- [Excerpt]:
-------
In 2008, there were about 14,000 slips and falls in U.S. hospitals that led to days away from work, second only to cases of work loss due to overexertion, according to the U.S. Bureau of Labor Statistics.
Just as you have a comprehensive program to reduce patient handling injuries, you should design a program to address slip and fall hazards, advises Jennifer Bell, PhD, a research epidemiologist with the National Institute for Occupational Safety and Health (NIOSH) in Morgantown, WV.
"Hospitals tend to look at the nature of injury. We have a lot of sprains and strains," says Bell. "But they don't necessarily look at what's causing the sprains and strains. If they looked at the events, they would find a good percentage of them are actually due to slips and falls."
Bell and colleagues found that a comprehensive approach can reduce slips and falls by as much as 59%.1 "There are so many different causes of slips and falls that any one change seems insignificant," says Bell. But the evidence shows that approaching the problem systematically can produce results, she says.
That is the approach taken by Trinity Health in Novi, MI. When workers' compensation director Terry Fisk, CIH, CSP, analyzed injury claims, she found that slips, trips, and falls were No. 1. "It was a little bit of a surprise," she says. "You'd think it would be lifting. It's starting to surface what a huge problem this is."
1. Bell JL, Collins JW, Wolf L, et al. Evaluation of a comprehensive slip, trip and fall prevention programme for hospital employees. Ergonomics 2008;51:1906-1925.
-------
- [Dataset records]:
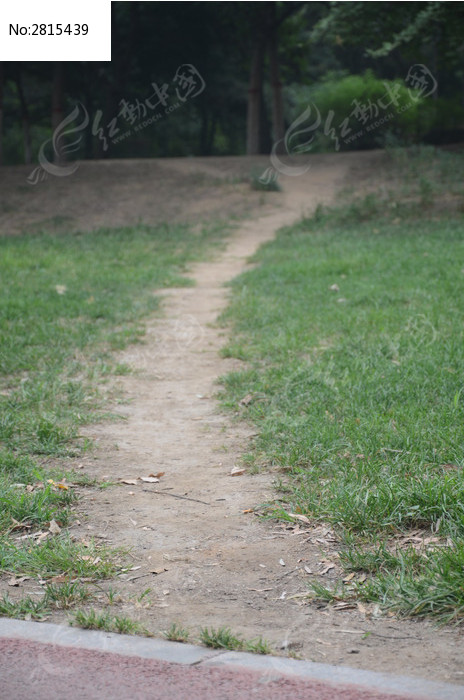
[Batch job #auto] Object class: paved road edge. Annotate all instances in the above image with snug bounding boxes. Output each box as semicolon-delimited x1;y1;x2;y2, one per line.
0;618;464;700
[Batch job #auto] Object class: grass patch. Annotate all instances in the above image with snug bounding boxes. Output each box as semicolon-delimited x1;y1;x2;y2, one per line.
0;220;227;456
220;146;464;620
0;225;225;616
163;622;190;643
69;608;152;637
0;534;118;581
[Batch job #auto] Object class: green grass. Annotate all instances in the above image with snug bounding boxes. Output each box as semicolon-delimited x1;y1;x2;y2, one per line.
70;608;152;637
0;225;227;455
0;219;225;612
219;146;464;620
163;622;190;643
0;533;120;581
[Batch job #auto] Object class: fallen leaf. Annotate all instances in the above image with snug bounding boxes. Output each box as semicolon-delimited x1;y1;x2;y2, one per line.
48;520;61;535
319;562;335;576
333;601;356;610
230;467;245;476
8;576;29;586
287;513;310;525
316;639;332;647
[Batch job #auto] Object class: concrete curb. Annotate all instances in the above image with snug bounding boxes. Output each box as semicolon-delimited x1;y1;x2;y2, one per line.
0;618;464;700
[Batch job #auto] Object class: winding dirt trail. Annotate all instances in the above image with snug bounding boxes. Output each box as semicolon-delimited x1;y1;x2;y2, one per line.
57;154;464;683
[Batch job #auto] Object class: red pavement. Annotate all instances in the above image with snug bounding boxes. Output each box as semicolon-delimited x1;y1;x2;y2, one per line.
0;638;424;700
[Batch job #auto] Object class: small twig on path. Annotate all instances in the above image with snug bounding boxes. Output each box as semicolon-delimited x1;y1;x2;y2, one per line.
142;489;211;506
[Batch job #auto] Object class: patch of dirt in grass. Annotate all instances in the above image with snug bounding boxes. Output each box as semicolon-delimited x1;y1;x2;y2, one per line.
1;153;464;683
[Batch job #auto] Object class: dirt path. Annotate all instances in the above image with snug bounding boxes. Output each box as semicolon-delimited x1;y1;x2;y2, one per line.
37;154;464;683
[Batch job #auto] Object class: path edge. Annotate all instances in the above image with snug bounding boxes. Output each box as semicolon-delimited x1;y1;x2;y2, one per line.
0;618;464;700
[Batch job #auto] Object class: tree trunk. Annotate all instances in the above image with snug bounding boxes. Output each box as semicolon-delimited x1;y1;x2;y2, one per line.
269;3;285;146
15;68;32;165
0;61;5;165
247;37;264;156
52;61;66;164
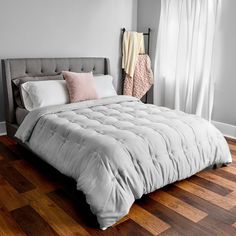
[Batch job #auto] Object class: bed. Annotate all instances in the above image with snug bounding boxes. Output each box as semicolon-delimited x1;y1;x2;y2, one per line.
2;58;232;229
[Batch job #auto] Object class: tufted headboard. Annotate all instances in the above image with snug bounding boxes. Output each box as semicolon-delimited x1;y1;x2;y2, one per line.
2;58;110;137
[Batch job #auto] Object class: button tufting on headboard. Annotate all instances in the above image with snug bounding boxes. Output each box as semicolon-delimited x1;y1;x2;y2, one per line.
2;58;110;137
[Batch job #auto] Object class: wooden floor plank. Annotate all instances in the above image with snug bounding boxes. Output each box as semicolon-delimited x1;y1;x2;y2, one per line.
175;180;236;210
223;165;236;176
188;175;233;196
11;206;58;236
0;207;26;236
150;191;207;223
198;217;236;236
0;136;236;236
138;197;211;235
0;176;28;211
213;168;236;182
129;204;170;235
197;171;236;191
0;162;36;193
115;219;153;236
165;185;236;223
31;197;90;236
47;189;106;236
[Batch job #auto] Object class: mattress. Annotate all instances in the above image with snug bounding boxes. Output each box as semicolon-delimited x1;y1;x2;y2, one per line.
16;107;29;125
16;96;232;228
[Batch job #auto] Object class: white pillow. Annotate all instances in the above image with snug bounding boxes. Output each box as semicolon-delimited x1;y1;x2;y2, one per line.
20;80;69;111
94;75;117;98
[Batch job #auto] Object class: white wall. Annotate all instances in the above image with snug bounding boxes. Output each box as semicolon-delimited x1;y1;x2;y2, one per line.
0;0;137;121
213;0;236;128
137;0;236;137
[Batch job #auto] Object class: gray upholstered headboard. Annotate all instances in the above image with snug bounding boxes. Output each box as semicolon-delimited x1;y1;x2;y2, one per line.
2;58;110;137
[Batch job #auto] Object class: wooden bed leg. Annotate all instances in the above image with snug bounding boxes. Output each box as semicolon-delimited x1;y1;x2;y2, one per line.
212;163;230;170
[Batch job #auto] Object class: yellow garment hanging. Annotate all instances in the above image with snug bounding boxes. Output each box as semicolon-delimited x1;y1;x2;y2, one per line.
122;31;145;77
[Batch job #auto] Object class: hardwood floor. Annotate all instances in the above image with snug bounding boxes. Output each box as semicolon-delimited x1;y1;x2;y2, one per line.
0;136;236;236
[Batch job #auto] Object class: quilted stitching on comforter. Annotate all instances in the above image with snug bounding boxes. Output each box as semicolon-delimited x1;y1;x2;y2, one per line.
16;96;232;228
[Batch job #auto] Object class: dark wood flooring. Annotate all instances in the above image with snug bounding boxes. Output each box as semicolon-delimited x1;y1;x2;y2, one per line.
0;136;236;236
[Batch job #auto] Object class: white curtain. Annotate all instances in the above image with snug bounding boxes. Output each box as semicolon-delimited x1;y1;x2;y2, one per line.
154;0;220;120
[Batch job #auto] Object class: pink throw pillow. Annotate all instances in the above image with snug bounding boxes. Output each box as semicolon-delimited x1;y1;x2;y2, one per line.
62;71;98;102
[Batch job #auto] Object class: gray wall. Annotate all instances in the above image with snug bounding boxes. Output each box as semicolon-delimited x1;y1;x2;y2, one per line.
213;0;236;125
0;0;137;121
137;0;161;103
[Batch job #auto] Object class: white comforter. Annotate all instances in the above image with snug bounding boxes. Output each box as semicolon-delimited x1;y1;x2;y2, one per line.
16;96;232;228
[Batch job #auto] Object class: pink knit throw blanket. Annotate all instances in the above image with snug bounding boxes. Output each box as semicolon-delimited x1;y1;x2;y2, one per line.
124;54;153;98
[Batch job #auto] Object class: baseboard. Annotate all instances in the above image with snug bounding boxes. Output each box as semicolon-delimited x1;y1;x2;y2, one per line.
0;121;6;135
212;121;236;139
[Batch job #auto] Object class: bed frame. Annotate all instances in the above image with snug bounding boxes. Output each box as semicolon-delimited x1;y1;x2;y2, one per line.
2;58;110;138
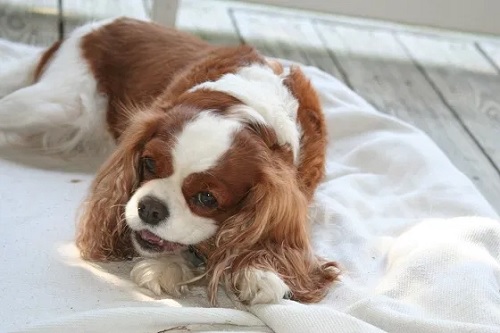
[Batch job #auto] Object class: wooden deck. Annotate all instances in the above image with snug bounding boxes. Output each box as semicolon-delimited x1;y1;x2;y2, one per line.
0;0;500;212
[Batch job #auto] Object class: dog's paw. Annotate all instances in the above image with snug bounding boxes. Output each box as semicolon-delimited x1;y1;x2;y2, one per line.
130;255;194;297
236;268;290;305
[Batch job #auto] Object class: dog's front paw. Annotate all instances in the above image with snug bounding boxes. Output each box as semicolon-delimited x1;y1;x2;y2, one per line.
130;255;194;297
236;268;290;305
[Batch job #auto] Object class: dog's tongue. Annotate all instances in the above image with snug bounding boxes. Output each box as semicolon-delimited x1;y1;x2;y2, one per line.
139;230;183;251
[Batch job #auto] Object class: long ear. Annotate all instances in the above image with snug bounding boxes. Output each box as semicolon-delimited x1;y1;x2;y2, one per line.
76;113;159;261
284;66;327;200
207;161;338;302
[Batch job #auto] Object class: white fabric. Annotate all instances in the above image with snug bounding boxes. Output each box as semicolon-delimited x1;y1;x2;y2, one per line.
0;52;500;333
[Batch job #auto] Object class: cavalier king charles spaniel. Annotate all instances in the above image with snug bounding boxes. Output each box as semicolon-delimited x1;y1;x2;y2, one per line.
0;18;339;304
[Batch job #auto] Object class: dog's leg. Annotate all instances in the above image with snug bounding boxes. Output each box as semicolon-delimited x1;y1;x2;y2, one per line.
130;255;194;297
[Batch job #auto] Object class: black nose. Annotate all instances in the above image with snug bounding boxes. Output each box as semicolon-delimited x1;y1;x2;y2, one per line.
137;197;170;225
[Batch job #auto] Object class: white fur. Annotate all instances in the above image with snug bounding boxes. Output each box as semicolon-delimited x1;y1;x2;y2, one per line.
125;111;241;244
237;268;290;305
190;65;300;163
130;255;194;297
0;20;112;152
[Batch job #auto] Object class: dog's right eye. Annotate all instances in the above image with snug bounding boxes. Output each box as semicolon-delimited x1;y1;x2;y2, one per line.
142;157;156;174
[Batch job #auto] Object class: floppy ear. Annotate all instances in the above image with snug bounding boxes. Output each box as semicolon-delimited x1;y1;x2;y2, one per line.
207;160;338;302
284;66;327;200
76;113;160;261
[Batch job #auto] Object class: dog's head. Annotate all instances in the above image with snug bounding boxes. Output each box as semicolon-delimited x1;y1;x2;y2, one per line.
77;63;340;299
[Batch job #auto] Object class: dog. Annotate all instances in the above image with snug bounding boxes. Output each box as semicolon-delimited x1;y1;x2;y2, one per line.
0;18;340;304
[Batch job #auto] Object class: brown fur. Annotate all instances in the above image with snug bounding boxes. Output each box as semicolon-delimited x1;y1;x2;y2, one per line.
82;18;213;138
285;66;327;200
68;19;337;302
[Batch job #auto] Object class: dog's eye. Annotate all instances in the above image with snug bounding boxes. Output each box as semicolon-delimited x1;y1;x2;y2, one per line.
193;192;218;208
142;157;156;174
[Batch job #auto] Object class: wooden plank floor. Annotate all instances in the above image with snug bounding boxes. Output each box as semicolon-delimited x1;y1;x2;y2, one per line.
0;0;500;212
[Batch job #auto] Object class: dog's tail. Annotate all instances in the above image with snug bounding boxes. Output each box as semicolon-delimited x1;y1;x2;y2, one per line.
0;39;44;98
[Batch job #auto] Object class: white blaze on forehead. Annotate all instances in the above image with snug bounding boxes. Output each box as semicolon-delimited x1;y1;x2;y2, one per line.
190;64;300;163
125;111;242;244
172;111;242;178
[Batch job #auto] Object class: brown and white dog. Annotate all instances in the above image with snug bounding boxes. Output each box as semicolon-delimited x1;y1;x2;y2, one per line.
0;18;339;304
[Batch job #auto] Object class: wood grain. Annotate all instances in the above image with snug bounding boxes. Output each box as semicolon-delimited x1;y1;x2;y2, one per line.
317;22;500;209
232;8;343;80
398;33;500;170
176;0;240;45
0;0;58;46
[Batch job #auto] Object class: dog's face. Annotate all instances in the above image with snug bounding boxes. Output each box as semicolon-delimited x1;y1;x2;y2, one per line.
125;107;266;257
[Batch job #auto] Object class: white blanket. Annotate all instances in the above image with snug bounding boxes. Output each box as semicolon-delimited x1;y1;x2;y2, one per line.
0;48;500;333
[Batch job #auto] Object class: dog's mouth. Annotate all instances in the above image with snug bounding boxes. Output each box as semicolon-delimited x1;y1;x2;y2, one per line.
135;230;187;252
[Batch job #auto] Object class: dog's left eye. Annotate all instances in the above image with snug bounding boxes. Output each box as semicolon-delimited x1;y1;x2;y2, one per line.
193;192;218;208
142;157;156;174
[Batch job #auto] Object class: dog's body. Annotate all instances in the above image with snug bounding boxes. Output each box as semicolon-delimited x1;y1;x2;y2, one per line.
0;19;338;303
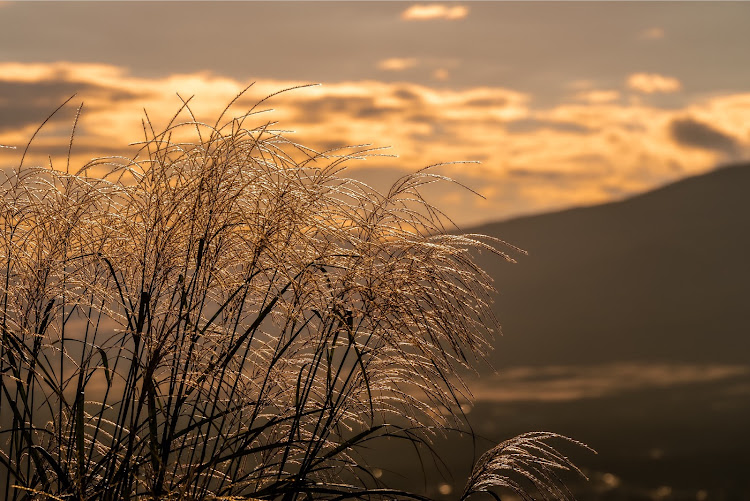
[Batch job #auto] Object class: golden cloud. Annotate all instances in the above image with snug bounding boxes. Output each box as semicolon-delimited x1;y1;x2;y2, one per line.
627;73;682;94
401;3;469;21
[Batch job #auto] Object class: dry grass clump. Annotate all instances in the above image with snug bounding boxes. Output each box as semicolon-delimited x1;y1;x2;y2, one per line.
0;88;588;500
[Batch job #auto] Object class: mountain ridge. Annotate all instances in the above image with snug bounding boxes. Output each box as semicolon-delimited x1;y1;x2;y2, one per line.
470;163;750;367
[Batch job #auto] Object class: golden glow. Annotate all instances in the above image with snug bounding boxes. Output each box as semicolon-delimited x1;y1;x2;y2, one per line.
628;73;682;94
378;57;417;71
401;3;469;21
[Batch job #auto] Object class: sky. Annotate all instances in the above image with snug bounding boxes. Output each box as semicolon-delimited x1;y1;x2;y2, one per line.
0;2;750;227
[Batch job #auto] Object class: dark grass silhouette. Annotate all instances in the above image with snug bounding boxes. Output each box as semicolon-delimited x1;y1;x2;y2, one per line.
0;88;592;500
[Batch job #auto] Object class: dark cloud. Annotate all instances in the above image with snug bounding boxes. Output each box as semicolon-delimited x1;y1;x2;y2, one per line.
0;81;148;132
669;118;738;155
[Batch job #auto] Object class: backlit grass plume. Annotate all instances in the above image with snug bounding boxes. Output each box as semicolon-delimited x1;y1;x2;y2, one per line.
0;87;592;500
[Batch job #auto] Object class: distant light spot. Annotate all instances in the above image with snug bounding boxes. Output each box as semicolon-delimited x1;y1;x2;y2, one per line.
648;447;664;459
602;473;620;489
432;68;451;82
651;485;672;501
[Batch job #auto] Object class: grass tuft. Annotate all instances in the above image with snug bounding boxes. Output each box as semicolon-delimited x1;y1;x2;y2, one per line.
0;88;592;500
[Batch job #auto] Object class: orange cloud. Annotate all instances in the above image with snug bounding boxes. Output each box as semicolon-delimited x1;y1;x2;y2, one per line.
627;73;682;94
575;90;620;104
638;26;665;40
0;63;750;225
401;3;469;21
378;57;418;71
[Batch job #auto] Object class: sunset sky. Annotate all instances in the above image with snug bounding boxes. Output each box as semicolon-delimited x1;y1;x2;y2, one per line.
0;2;750;226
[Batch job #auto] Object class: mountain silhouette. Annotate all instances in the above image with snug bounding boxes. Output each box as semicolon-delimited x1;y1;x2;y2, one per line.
471;164;750;368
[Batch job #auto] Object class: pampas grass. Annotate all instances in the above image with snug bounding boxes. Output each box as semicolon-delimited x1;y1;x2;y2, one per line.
0;87;588;500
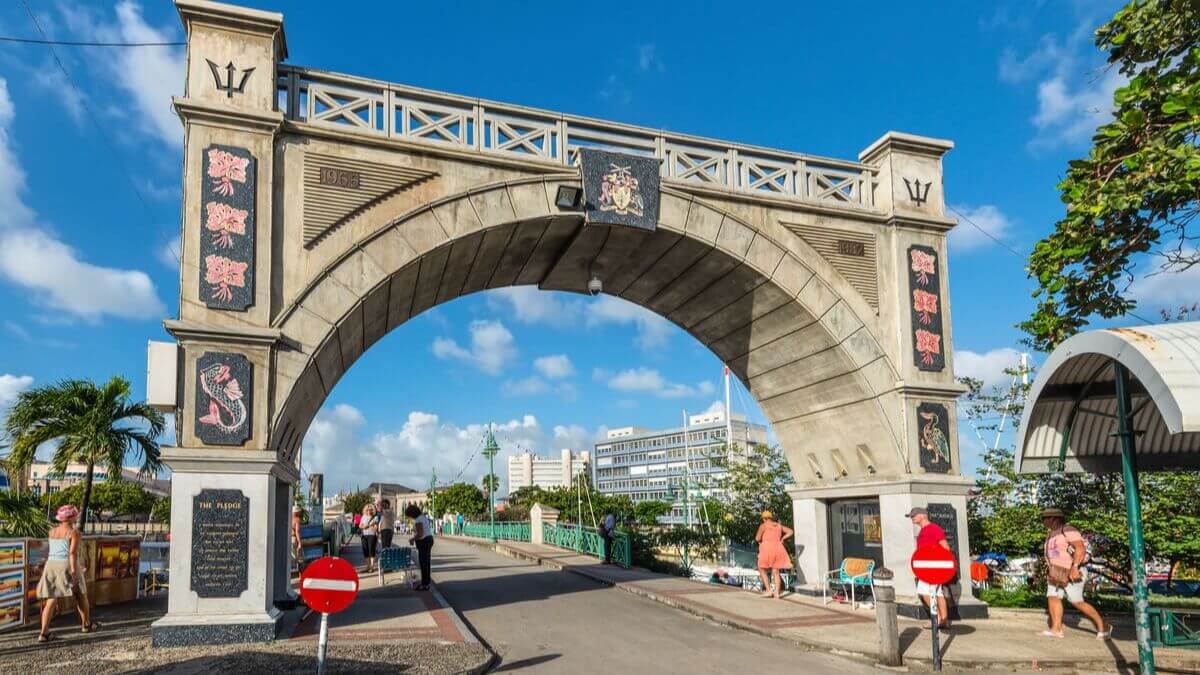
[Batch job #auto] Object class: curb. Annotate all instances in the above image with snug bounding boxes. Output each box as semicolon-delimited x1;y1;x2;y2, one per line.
445;536;1194;670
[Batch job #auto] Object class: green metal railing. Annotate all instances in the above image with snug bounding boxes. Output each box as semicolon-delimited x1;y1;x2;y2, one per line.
541;522;632;567
453;521;530;542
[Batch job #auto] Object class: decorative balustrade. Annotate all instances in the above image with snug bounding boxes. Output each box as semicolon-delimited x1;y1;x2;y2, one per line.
277;66;876;209
541;522;632;567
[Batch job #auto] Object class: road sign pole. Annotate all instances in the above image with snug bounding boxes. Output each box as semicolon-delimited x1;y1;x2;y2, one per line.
317;611;329;675
1112;359;1154;675
929;586;942;671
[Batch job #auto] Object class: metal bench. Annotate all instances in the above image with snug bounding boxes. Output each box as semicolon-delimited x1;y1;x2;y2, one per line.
821;557;875;609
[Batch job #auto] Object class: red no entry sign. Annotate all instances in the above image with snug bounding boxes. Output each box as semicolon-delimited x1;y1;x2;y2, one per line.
910;544;959;586
300;556;359;614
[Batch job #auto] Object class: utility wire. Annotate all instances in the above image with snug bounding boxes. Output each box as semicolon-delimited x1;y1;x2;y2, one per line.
0;35;187;47
20;0;181;264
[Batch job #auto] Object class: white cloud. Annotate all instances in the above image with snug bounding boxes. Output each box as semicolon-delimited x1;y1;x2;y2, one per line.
0;372;34;414
0;78;167;319
433;321;517;375
504;375;550;396
593;366;716;399
62;0;185;148
533;354;575;380
304;404;598;492
0;229;167;319
950;204;1013;253
954;347;1021;388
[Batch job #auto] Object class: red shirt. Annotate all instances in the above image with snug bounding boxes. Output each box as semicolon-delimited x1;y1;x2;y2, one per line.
917;522;946;549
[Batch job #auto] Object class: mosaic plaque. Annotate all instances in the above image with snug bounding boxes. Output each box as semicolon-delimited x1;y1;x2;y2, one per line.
192;490;250;598
917;404;952;473
199;145;257;311
196;352;254;446
908;245;946;371
580;148;661;229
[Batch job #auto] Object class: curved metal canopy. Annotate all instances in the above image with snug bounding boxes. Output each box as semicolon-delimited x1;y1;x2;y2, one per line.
1016;322;1200;473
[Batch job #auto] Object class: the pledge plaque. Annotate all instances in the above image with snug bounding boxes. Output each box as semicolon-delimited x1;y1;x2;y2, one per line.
192;490;250;598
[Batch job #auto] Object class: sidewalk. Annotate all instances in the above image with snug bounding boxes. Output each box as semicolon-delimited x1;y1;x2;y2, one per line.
450;537;1200;671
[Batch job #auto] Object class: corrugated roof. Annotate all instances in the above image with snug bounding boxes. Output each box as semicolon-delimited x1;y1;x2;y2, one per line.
1016;322;1200;473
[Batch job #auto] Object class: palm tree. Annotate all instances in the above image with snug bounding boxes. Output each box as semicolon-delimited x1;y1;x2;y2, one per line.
5;377;163;530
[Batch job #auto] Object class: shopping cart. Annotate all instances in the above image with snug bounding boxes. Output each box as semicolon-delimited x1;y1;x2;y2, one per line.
379;546;416;586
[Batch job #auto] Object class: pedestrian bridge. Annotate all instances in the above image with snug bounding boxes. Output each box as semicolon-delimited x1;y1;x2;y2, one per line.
150;0;970;640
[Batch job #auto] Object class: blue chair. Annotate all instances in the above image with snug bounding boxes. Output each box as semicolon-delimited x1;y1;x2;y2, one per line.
821;557;875;609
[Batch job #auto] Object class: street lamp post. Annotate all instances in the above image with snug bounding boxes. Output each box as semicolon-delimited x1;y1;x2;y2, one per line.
484;426;500;544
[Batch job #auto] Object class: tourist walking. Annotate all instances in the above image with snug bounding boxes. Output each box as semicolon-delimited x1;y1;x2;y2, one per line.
600;510;617;565
379;500;396;549
37;504;100;643
359;504;379;572
754;510;794;599
905;507;950;628
1039;508;1112;640
404;504;433;591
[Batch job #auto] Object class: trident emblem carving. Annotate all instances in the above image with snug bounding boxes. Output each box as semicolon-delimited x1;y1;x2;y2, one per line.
904;178;934;207
204;59;254;98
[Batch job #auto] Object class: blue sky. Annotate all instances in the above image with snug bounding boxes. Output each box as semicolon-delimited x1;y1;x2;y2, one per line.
0;1;1196;489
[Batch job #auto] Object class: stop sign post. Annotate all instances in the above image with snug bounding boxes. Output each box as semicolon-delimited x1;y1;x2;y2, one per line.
300;556;359;675
908;544;959;670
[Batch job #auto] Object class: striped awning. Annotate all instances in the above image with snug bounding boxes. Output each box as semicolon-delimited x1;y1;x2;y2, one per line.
1016;322;1200;473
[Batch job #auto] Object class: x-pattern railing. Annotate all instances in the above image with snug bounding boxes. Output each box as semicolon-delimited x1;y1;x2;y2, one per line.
278;66;876;209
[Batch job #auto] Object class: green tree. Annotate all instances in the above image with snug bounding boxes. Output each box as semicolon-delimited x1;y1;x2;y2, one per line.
0;490;49;537
634;500;671;526
709;443;792;544
5;377;163;528
1020;0;1200;351
438;483;487;518
48;479;157;518
150;497;170;525
342;490;374;513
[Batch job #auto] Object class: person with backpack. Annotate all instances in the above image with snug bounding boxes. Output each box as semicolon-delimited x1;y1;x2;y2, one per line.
1038;508;1112;640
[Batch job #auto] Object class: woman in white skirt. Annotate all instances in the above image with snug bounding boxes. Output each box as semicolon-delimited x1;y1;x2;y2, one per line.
37;504;100;643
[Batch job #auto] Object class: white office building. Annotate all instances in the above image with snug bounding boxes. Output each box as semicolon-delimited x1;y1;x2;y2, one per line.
592;412;767;524
509;448;592;487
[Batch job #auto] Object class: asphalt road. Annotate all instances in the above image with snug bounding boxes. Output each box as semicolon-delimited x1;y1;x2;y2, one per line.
433;539;878;675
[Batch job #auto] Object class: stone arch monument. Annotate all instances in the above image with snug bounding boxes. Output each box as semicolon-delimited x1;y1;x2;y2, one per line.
150;0;971;644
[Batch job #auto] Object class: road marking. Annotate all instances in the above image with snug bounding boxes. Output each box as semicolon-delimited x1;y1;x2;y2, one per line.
304;577;359;591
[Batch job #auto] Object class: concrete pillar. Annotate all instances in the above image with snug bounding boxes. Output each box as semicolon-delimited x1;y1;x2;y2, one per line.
151;448;299;646
792;497;829;589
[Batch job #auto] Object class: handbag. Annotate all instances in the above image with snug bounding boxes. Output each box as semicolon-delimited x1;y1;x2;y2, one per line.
1044;527;1075;589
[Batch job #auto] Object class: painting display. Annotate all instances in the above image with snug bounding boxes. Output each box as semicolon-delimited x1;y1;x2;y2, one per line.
908;244;946;371
199;145;257;311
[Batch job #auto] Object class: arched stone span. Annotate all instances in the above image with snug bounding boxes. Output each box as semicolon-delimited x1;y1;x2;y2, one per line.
270;177;908;483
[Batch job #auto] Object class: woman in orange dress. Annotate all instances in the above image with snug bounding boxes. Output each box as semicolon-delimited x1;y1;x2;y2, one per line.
754;510;794;599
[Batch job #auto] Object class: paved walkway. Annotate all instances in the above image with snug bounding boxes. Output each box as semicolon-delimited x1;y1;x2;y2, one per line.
292;542;479;644
433;537;877;675
443;537;1200;673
-------
- [Action item A]:
Answer these about the hospital slip-and-fall excerpt:
(i) About how many slips and falls in U.S. hospitals in 2008 led to days away from work?
(ii) By how much did Bell and colleagues find a comprehensive approach can reduce slips and falls?
(iii) What did Terry Fisk find ranked No. 1 among injury claims at Trinity Health?
- [Action item B]:
Can you quote the hospital slip-and-fall excerpt between "Just as you" and "results, she says.", inclusive?

- [Answer section A]:
(i) About 14,000
(ii) By as much as 59%
(iii) Slips, trips, and falls

- [Answer section B]:
Just as you have a comprehensive program to reduce patient handling injuries, you should design a program to address slip and fall hazards, advises Jennifer Bell, PhD, a research epidemiologist with the National Institute for Occupational Safety and Health (NIOSH) in Morgantown, WV.
"Hospitals tend to look at the nature of injury. We have a lot of sprains and strains," says Bell. "But they don't necessarily look at what's causing the sprains and strains. If they looked at the events, they would find a good percentage of them are actually due to slips and falls."
Bell and colleagues found that a comprehensive approach can reduce slips and falls by as much as 59%.1 "There are so many different causes of slips and falls that any one change seems insignificant," says Bell. But the evidence shows that approaching the problem systematically can produce results, she says.